:: What the exercise asks ::
Using the Brian Cantwell Smith text below, decide whether each statement agrees with it: (a) Smith was born in Toronto. (b) Smith's doctoral advisor was Peter Szolovits. (c) Smith worked at the Xerox Palo Alto Research Center. For each, answer yes or no and quote the words of the text that decide it.

:: Text ::
- Born: November 29, 1950 Montreal, Quebec, Canada
- Died: September 6, 2025 (aged 74) Toronto, Ontario, Canada
- Education: Massachusetts Institute of Technology Oberlin College
- Known for: Computational reflection
- Scientific career
- Fields: Cognitive science; computer science; philosophy; information science;
- Workplaces: University of Toronto; Duke University; Indiana University; Xerox Palo Alto Research Center; Stanford University;
- Thesis: Procedural Reflection in Programming Languages; Volume 1 (1982)
- Doctoral advisor: Peter Szolovits

= Brian Cantwell Smith =

Canadian-American philosopher (1950–2025)

Brian Cantwell Smith (November 29, 1950 – September 6, 2025) was a Canadian-American philosopher and cognitive scientist whose work spanned cognitive science, computer science, information science, and philosophy. He is known for introducing the concept of reflective programming (computational reflection) in programming languages, and for influential contributions to the philosophy of computing, ontology, epistemology, and the foundations of artificial intelligence.

:: Data under study ::
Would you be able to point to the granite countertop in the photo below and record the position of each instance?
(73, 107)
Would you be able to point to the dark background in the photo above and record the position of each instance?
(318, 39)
...
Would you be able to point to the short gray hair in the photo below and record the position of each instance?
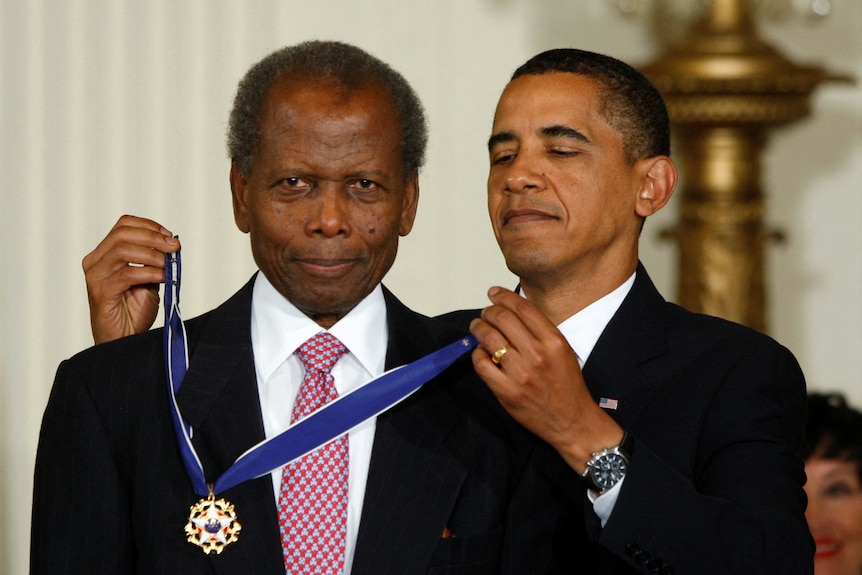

:: Your response ::
(a) No: "Born: November 29, 1950 Montreal, Quebec, Canada"
(b) Yes: "Doctoral advisor: Peter Szolovits"
(c) Yes: "Workplaces: University of Toronto; Duke University; Indiana University; Xerox Palo Alto Research Center; Stanford University;"